◆ THE PROBLEM ◆
Present every line of the records below as a numbered list, skipping any blank lines. Leave the pictures out.

#### DATA FOR THIS EXERCISE

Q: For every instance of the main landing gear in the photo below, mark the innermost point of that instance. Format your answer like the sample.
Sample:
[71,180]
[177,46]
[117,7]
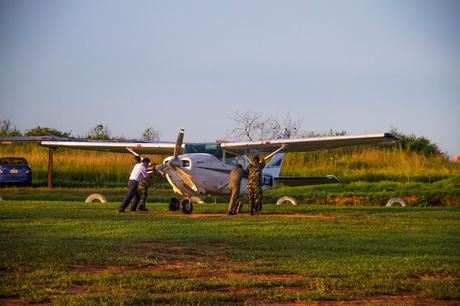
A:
[186,205]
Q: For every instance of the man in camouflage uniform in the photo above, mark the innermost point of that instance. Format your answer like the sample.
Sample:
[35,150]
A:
[234,183]
[144,185]
[255,185]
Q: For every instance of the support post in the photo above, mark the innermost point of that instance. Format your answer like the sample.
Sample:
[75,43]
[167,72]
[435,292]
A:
[50,167]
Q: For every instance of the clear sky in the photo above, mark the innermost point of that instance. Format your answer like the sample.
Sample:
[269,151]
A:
[355,65]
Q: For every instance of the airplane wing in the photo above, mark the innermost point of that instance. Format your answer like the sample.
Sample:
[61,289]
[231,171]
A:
[307,144]
[112,146]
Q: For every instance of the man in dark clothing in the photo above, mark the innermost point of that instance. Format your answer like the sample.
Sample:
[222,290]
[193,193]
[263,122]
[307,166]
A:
[255,184]
[234,186]
[144,186]
[137,174]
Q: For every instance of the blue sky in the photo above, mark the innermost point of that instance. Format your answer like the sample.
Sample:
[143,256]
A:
[360,66]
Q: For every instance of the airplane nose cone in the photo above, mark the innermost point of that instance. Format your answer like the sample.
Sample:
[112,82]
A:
[174,162]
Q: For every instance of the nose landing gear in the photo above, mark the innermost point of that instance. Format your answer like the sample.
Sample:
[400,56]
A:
[186,205]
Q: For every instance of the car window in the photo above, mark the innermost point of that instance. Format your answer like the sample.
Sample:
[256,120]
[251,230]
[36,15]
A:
[12,161]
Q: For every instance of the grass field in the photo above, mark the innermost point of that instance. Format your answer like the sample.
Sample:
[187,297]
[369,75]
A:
[86,168]
[444,192]
[72,253]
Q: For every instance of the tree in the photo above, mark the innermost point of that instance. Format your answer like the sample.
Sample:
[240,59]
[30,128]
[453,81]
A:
[99,132]
[254,126]
[44,131]
[151,134]
[421,145]
[6,130]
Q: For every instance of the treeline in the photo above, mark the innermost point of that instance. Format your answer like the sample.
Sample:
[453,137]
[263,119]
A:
[99,132]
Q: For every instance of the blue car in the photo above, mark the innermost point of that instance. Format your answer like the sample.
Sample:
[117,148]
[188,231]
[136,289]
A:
[15,170]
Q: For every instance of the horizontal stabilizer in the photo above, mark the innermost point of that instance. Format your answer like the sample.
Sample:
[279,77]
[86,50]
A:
[304,181]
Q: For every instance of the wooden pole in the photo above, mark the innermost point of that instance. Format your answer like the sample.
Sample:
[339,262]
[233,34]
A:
[50,167]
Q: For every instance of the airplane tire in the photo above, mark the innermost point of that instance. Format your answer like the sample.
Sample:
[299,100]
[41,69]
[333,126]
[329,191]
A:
[399,201]
[96,196]
[187,206]
[174,204]
[289,199]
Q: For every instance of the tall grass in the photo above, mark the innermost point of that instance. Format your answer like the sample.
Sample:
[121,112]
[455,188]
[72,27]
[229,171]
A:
[370,164]
[77,167]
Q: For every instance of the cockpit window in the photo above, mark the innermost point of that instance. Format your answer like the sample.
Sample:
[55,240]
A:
[209,148]
[230,158]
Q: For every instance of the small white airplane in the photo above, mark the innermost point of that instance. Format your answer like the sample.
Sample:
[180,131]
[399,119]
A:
[204,168]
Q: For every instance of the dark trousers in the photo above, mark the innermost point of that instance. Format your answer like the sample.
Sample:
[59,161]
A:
[132,193]
[234,199]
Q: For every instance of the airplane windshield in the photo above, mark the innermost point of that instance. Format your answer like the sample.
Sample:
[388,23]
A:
[209,148]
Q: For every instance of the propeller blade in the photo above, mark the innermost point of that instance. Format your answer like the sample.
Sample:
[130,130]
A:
[180,139]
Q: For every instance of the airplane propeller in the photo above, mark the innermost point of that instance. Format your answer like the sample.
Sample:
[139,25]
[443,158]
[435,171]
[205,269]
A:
[175,162]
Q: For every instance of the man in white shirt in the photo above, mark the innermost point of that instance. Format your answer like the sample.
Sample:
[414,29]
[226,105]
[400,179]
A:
[137,174]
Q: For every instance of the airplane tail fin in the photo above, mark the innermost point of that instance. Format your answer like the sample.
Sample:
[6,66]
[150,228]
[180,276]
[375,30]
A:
[272,168]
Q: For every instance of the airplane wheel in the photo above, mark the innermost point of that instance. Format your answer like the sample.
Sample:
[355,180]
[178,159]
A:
[174,204]
[96,196]
[399,201]
[187,206]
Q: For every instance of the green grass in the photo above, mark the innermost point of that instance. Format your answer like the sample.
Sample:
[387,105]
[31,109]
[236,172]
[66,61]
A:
[73,253]
[445,192]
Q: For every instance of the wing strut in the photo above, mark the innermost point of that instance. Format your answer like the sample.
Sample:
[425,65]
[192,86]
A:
[274,152]
[132,151]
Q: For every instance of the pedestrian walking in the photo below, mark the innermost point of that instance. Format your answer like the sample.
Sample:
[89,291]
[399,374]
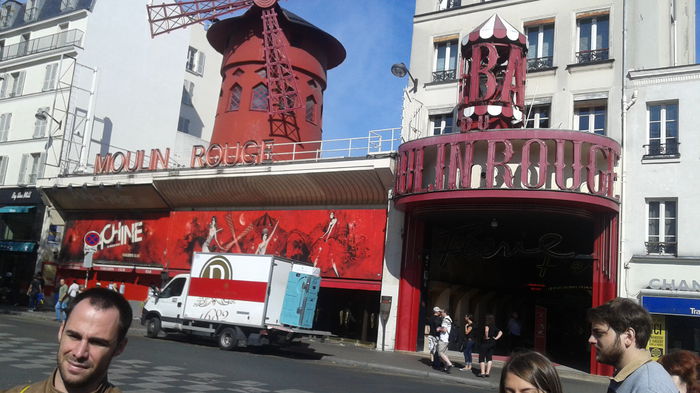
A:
[434,323]
[444,341]
[620,330]
[529,372]
[490,335]
[33,292]
[92,335]
[468,342]
[61,300]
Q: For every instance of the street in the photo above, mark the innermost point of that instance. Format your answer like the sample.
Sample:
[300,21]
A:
[28,353]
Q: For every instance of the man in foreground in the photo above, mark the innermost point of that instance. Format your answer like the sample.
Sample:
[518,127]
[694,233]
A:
[94,332]
[620,330]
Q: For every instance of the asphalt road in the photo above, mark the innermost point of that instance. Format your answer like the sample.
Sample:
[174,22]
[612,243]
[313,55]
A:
[28,350]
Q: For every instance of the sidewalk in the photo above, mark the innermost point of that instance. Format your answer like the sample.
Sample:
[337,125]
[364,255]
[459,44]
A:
[353,355]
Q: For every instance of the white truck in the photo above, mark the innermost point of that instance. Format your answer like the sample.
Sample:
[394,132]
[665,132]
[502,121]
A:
[239,299]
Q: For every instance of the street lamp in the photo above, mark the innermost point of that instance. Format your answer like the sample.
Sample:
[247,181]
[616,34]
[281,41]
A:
[400,70]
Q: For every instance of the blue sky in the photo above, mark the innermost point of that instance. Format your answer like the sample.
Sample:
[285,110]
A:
[362,93]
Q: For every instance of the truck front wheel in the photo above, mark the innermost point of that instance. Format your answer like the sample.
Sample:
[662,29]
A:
[152,327]
[227,339]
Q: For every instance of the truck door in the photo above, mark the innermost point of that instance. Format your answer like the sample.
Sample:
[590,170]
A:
[171,301]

########

◆ RESULT OF THIS TASK ◆
1. Q: For every instance of the main landing gear in the photo below, mark the innermost point of that instance. Format your answer like the sample.
2. Sample:
3. [71,180]
4. [177,46]
5. [117,7]
6. A:
7. [186,205]
8. Q: For every instance of the man in camouflage uniform in the photo above, mark the innermost point of that instance. Format your answer like the sample.
9. Sample:
10. [35,150]
11. A:
12. [234,183]
13. [144,185]
14. [255,185]
15. Q: For every instance of the support post in the photo above, mark the innermost point of that instance. Format your answer like the sample.
16. Sample:
17. [75,43]
18. [167,72]
19. [435,292]
20. A:
21. [50,167]
22. Q: For every instance of the clear sky in the photo above, mark the innermost point of that instance. Format your answer like the sample.
23. Sample:
24. [269,151]
25. A:
26. [355,65]
27. Q: For every instance of the airplane wing in the photo above, mark the innermost point of that instance. Format your answer like the sample.
28. Sample:
29. [61,289]
30. [231,171]
31. A:
32. [307,144]
33. [112,146]
34. Q: For every instance of the man in dark clothing in the photo above, mark the innermost point of that instance. Format your answer like the sample.
35. Sample:
36. [222,290]
37. [193,193]
38. [263,122]
39. [307,166]
40. A:
41. [255,184]
42. [234,186]
43. [144,186]
44. [137,174]
45. Q: For every instance of the blue sky in the photo above, mark the innermost point of that instance. Format your answer like the sample.
46. Sample:
47. [143,256]
48. A:
49. [360,66]
50. Q: For every instance of the airplane nose cone in the photo above, mark the innermost point of that instance. Format your answer like the sample.
51. Sample:
52. [112,82]
53. A:
54. [174,162]
55. Q: For every instance of the nose landing gear in the photo above, mark the innermost point of that instance. Format your answer like the sample.
56. Sample:
57. [400,56]
58. A:
59. [186,205]
60. Q: For every instance of the car window in the photo above, mark the innermost point of that instance. Format your answer like the sample.
61. Sample:
62. [256,120]
63. [251,230]
64. [36,15]
65. A:
66. [12,161]
67. Q: For every instance of the grass field in the photo above, mark the innermost point of that instance. Format your answer like the sample.
68. Sample:
69. [187,297]
70. [369,75]
71. A:
72. [86,168]
73. [444,192]
74. [72,253]
75. Q: For every instance of the tree in the photo above, mark the innermost point of that instance. Format your answer like the sample.
76. Sample:
77. [240,59]
78. [30,128]
79. [453,81]
80. A:
81. [99,132]
82. [254,126]
83. [44,131]
84. [151,134]
85. [421,145]
86. [6,130]
87. Q: For every instance of the treeline in the photo above, mark the innermost point of that instance. Format your answer like the sample.
88. Sample:
89. [453,137]
90. [263,119]
91. A:
92. [99,132]
93. Q: For every instance of the blue car in the photo above, mark the innermost point of that instance. Format your answer like the sample.
94. Sample:
95. [117,148]
96. [188,231]
97. [136,289]
98. A:
99. [15,170]
100. Q: For every instance of the horizontal stabilizer in the photo above, mark the innermost point of that instance. Format your answer like the sample.
101. Sample:
102. [279,77]
103. [86,50]
104. A:
105. [304,181]
106. Q: For every instance of the wooden pole in the photo above, mark the innermost point of that instance. Format your answer like the sample.
107. Sample:
108. [339,262]
109. [233,34]
110. A:
111. [50,167]
112. Q: For every instance of the airplane tire in the photo above, mark the innermost point of that instance. Format your answer like the sample.
113. Sample:
114. [299,100]
115. [41,69]
116. [333,126]
117. [329,191]
118. A:
119. [399,201]
120. [96,196]
121. [187,206]
122. [174,204]
123. [289,199]
124. Q: For every instance of the tall grass in the photo above, mark the innermost point of that instance. Format your answer like the sample.
125. Sample:
126. [121,112]
127. [455,188]
128. [72,27]
129. [229,171]
130. A:
131. [370,164]
132. [77,167]
133. Q: For every instance of the cockpit window in the photo above, mark the innermost point of that instance. Format your answer like the sample.
134. Sample:
135. [55,240]
136. A:
137. [209,148]
138. [230,158]
139. Q: For every instance of the small white airplane in the photo above, mark the innermost point of that instance. Format your answer like the sample.
140. Sample:
141. [180,131]
142. [399,119]
143. A:
144. [204,168]
145. Q: For every instance of the dark trousers in the photo above, mark the innermost point of that instance. Format your answer like the sample.
146. Sample:
147. [59,161]
148. A:
149. [132,193]
150. [234,199]
151. Q: For every instance of the airplane windshield in the photo above, mark the innermost point of that instance. Format your answer like the sample.
152. Sample:
153. [388,23]
154. A:
155. [209,148]
156. Q: For every instance of the propeller blade in the photo above, mark the innermost point of that instance. Format your answer like the sample.
157. Sample:
158. [130,130]
159. A:
160. [180,139]
161. Q: For every instance of the airplane propeller in the photo above, mark the innermost point of that instance. Format your answer like the sample.
162. Sample:
163. [139,25]
164. [443,158]
165. [435,171]
166. [205,269]
167. A:
168. [175,162]
169. Q: For every instance of the man in white shirt in the photo above, mark the innermost point of that instance. Format your answer like the sample.
170. Sample:
171. [414,29]
172. [226,105]
173. [400,179]
174. A:
175. [137,174]
176. Q: For every instance of the airplane tail fin in the photo above, mark the innermost point of that instance. Format your answer like the sample.
177. Sample:
178. [6,66]
179. [150,228]
180. [180,276]
181. [375,30]
182. A:
183. [272,168]
184. Q: For every instance of the airplane wheel in the photo above, mark the innermost point of that instance. Format your answer like the sample.
185. Sample:
186. [355,180]
187. [178,159]
188. A:
189. [174,204]
190. [96,196]
191. [399,201]
192. [187,206]
193. Q: For every instance of the green grass in the photo above, mark the innermost point of that instance. Format your answer like the sample.
194. Sample:
195. [387,105]
196. [31,109]
197. [236,172]
198. [66,61]
199. A:
200. [73,253]
201. [445,192]
202. Q: For every instance of the wing strut in the photo above, mark the innermost point of that instance. Format your answer like the sample.
203. Sample:
204. [425,65]
205. [192,86]
206. A:
207. [274,152]
208. [132,151]
209. Q: For every instance of the pedestrian walking in the photo below, mark the innermost point of that instance. Format your answer like the sample.
210. Sample:
211. [89,291]
212. [399,374]
213. A:
214. [434,323]
215. [444,341]
216. [620,330]
217. [529,372]
218. [490,335]
219. [33,292]
220. [92,335]
221. [468,342]
222. [61,300]
223. Q: For every instance of the street in the photo above, mark the innermost point of that instance. Format your answer like the sample.
224. Sample:
225. [300,21]
226. A:
227. [28,353]
228. Q: For every instance of the man in foreground in the photo above, mark the innermost point of that instance. Format your answer like the sample.
229. Sample:
230. [518,127]
231. [694,233]
232. A:
233. [94,332]
234. [620,330]
235. Q: For every instance of the asphalt road in the photo above, mark the innermost point of that instance. Format your answer like the sample.
236. Sample:
237. [174,22]
238. [612,243]
239. [313,55]
240. A:
241. [28,350]
242. Q: For every instance of the sidewalk in the photo above, mark the innermost point of that instance. Format your answer like the sample.
243. Sample:
244. [337,125]
245. [364,255]
246. [459,44]
247. A:
248. [353,355]
249. Q: For every instance of the white truck in the photo above, mark the innermost point of that instance. Format your answer like the sample.
250. Sample:
251. [394,132]
252. [665,132]
253. [502,121]
254. A:
255. [239,299]
256. Q: For every instance of the street lamp in the photo above, mark the innermost point of that instance. Format your answer like the sample.
257. Sample:
258. [247,181]
259. [616,34]
260. [281,41]
261. A:
262. [400,70]
263. Q: For every instance of the blue sky in the photo above, mark the innermost point of that instance. Format your answer like the sample.
264. Sample:
265. [285,110]
266. A:
267. [362,93]
268. Q: For every instance of the truck front wheel in the photo above, mark the innermost point of that instance. Format your answer like the sample.
269. Sample:
270. [662,29]
271. A:
272. [152,327]
273. [227,339]
274. Q: For every instance of the truck door in the photo above, mark the innermost point of that instance. Format your answer like the sample.
275. Sample:
276. [590,170]
277. A:
278. [171,301]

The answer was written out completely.